Activity.
Copy out each line of the entries where the word "ridge" is present.

[[ Working data open ]]

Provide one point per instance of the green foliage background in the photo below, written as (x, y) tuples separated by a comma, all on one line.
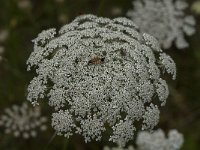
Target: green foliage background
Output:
[(183, 106)]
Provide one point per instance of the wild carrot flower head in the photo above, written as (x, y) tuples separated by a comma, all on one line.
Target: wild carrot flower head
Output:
[(95, 72)]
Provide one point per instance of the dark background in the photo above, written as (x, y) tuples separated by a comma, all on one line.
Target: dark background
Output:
[(23, 23)]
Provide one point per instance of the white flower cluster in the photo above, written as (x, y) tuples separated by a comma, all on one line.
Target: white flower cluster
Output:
[(158, 141), (22, 121), (165, 20), (95, 72), (155, 141)]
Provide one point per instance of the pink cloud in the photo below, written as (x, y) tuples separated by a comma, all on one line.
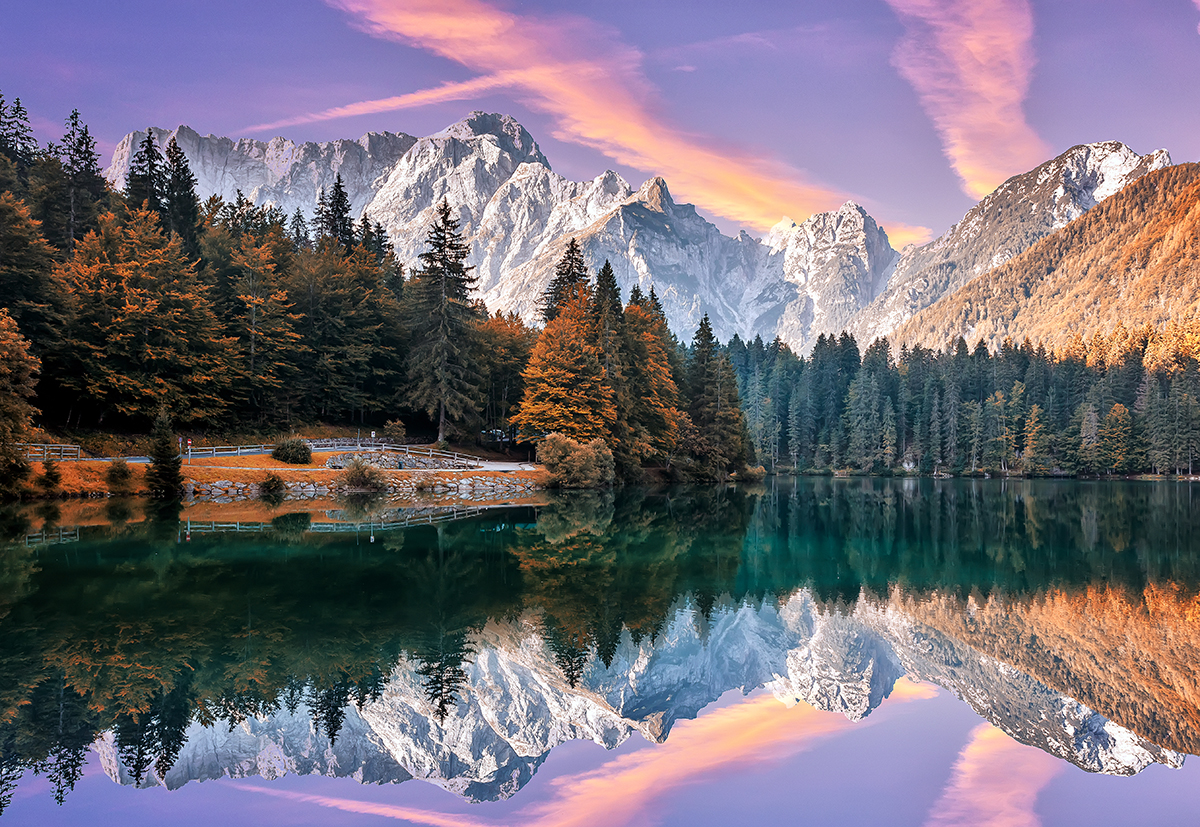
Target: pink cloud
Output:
[(592, 84), (995, 783), (971, 63)]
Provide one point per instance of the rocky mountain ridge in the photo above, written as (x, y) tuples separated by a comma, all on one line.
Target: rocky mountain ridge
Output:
[(516, 705), (832, 271)]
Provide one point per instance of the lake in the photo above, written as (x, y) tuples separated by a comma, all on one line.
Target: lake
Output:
[(815, 651)]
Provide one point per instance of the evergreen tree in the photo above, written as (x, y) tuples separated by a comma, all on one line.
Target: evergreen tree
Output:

[[ Working data closed ]]

Output below.
Provide one point per instance of the rocky mountain ridge in the photo above, written as (x, y) tuples separated by a comma, all on one line.
Target: rocky mountain ridge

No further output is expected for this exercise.